REQUIRED TASKS
1) From the forum comment below on National Prayer Day, extract the passage starting at "Just FYI, Christianity" and ending at "the rite efficacious.".
2) For each statement, answer yes or no on whether it agrees with the forum comment below on National Prayer Day, and quote the comment's deciding words exactly: (a) Catholics take communion as symbolic cannibalism. (b) The Catholic bishops no longer seem to support National Prayer Day efforts. (c) Homer Simpson is quoted saying that foreigners eat different food than us.
PASSAGE PROVIDED Start Marker
Just FYI, Christianity has a tradition of animal (see the Old Testament) and human ("for God so loved the world that he gave...") sacrifice. Moreover, Chirstians who take communion in any of its forms are engaged in an act of quasi-literal (if you're Catholic) or symbolic (if you're Protestant) cannibalism. And then too, any Christian who accepts the sacrament of baptism is engaged in a magical rite in which one's sins are washed away by water, with the aid of a shaman who intervenes with God and has a special power to make the rite efficacious.

It's largely a question of what we're used to. "Other," religions (and Christianity's entaglement with "other," religions is a whole 'nother story) appear heathen, for the same reason that Homer Simpson laughs at the news from abroad: "They're funny. They wear different clothes than us."

As for the question of why the "godless," among us find this National Prayer Day crap kinda annoying, well: a) it is disingenuous to claim that this does not mean Christian prayer; b) the people pushing this stuff never seem to be anybody else BUT fundamentalist Christians (notice that, say, the Catholic bishops and the national Council  of Churches never seem to support this stuff any more); c) it's busybodyism, with a group of people who just cannot sleep at nights for fear somebody hasn't gotten The Word often enough wasting the time, energy and money of the rest of us, as though we weren't old  enough to figure things out  for themselves; d) it's largely a political issue anyway (like all this nonsense about the Pledge), pushed so right-wingers can turn to the rest of us any say, "See! We KNEW you were godless barbarians who don't deserve to live!!" e) it belongs to a distressing history of religious bigotry in this country; f) it should be none of the government's business to so much as hint to anybody who they should be praying to, or how, or when.
PASSAGE PROVIDED End Marker
DATASET ENTRIES Start Marker
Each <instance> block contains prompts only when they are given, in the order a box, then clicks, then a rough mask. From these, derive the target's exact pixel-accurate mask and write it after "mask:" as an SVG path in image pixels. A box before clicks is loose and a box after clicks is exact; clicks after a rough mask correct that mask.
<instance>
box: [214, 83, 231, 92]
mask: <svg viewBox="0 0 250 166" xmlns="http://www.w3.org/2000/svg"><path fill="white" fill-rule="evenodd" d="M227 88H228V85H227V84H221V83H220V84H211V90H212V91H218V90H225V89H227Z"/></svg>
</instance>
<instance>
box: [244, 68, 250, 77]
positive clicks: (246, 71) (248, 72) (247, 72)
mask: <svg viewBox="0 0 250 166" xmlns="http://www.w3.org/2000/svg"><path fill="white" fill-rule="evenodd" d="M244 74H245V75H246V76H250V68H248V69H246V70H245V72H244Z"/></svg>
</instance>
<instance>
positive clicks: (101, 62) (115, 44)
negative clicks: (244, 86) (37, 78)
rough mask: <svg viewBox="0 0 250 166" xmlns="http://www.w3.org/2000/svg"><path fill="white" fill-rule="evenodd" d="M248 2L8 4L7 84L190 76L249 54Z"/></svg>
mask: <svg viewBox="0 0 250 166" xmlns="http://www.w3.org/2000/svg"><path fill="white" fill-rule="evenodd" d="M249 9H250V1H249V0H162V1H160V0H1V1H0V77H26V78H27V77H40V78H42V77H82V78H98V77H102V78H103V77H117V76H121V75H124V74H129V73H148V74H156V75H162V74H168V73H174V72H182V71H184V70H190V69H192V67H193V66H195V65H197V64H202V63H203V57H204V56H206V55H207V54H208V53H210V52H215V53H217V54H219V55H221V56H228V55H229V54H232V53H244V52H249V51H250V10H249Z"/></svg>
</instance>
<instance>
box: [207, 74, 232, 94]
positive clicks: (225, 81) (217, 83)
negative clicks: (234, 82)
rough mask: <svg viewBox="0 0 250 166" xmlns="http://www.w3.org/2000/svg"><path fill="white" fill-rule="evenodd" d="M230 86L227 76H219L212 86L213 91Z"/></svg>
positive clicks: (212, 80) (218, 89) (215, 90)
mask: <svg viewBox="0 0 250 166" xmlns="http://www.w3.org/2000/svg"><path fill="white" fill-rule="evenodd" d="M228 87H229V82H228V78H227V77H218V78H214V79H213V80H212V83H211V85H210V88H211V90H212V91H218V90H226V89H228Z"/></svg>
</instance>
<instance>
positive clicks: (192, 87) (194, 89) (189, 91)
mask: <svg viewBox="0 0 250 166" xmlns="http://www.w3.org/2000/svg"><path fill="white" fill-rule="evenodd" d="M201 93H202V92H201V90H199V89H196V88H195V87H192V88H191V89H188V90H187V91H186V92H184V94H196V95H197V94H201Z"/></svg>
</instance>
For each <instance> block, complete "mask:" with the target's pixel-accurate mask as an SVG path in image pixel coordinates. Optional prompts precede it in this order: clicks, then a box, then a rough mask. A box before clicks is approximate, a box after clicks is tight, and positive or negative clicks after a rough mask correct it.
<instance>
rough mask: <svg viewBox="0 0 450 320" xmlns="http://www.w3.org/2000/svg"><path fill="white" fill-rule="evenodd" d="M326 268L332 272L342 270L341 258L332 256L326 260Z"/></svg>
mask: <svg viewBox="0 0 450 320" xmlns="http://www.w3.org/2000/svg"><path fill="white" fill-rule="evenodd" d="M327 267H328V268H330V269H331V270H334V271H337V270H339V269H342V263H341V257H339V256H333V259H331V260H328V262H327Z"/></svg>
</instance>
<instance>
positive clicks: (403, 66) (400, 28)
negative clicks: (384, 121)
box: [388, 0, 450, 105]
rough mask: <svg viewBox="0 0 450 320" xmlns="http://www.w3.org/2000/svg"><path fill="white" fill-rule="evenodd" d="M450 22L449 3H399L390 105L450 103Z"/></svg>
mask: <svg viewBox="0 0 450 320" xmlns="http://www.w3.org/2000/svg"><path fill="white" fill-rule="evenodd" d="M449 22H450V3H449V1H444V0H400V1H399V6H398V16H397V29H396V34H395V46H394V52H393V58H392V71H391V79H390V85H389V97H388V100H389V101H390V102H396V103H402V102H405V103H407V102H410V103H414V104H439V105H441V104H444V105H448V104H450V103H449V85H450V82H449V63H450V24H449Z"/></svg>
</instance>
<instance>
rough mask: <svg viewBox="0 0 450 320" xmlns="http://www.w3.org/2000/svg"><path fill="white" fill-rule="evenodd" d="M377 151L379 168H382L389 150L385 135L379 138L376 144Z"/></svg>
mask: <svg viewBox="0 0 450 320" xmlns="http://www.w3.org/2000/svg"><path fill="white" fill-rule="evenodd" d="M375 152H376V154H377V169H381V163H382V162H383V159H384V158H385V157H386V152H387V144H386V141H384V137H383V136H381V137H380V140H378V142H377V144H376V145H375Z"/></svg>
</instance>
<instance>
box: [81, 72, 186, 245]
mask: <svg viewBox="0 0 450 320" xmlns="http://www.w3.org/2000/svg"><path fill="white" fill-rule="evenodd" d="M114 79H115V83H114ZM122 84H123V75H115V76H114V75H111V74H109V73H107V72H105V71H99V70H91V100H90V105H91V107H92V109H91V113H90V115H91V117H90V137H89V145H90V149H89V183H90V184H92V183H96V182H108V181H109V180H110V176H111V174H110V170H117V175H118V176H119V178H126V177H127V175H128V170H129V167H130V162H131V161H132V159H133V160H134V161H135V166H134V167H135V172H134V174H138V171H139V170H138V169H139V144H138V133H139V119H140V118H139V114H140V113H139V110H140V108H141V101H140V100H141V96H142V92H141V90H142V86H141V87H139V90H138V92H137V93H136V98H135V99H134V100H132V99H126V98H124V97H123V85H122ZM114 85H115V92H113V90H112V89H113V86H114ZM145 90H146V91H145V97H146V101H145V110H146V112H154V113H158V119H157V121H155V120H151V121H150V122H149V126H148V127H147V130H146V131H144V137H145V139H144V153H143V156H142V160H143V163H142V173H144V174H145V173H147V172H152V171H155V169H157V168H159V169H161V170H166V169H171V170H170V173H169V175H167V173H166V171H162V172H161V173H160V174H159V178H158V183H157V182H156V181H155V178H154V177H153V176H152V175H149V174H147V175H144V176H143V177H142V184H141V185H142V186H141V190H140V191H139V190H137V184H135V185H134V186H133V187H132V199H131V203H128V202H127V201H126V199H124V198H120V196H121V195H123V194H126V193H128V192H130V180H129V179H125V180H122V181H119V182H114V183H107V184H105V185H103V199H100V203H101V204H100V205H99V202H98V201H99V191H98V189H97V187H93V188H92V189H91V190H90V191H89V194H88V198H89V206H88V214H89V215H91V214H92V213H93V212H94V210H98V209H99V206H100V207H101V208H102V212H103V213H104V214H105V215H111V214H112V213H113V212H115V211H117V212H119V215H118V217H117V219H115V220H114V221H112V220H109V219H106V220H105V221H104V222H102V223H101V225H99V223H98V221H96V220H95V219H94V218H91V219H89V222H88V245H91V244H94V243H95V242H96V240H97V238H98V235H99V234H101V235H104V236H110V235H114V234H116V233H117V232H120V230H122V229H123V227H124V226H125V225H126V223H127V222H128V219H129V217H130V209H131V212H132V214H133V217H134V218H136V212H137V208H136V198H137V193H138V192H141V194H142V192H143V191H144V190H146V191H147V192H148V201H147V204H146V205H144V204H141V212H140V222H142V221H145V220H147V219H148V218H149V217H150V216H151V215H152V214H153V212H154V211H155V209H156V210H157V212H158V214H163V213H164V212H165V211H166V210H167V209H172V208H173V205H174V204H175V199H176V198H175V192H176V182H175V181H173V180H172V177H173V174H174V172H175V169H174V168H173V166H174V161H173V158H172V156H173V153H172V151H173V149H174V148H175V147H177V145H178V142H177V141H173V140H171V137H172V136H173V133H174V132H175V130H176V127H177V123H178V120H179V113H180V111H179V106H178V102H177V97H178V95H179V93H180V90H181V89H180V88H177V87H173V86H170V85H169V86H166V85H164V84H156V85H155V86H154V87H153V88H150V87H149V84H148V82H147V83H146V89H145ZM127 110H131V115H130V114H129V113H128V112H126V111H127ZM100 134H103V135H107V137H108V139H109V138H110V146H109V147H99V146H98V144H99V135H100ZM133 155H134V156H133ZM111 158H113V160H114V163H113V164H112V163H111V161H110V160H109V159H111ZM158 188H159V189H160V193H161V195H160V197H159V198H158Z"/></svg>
DATASET ENTRIES End Marker
ANSWERS TO THE EXERCISES
1)
Just FYI, Christianity has a tradition of animal (see the Old Testament) and human ("for God so loved the world that he gave...") sacrifice. Moreover, Chirstians who take communion in any of its forms are engaged in an act of quasi-literal (if you're Catholic) or symbolic (if you're Protestant) cannibalism. And then too, any Christian who accepts the sacrament of baptism is engaged in a magical rite in which one's sins are washed away by water, with the aid of a shaman who intervenes with God and has a special power to make the rite efficacious.

2)
(a) No: "quasi-literal (if you're Catholic) or symbolic (if you're Protestant)"
(b) Yes: "never seem to support this stuff any more"
(c) No: "They wear different clothes than us."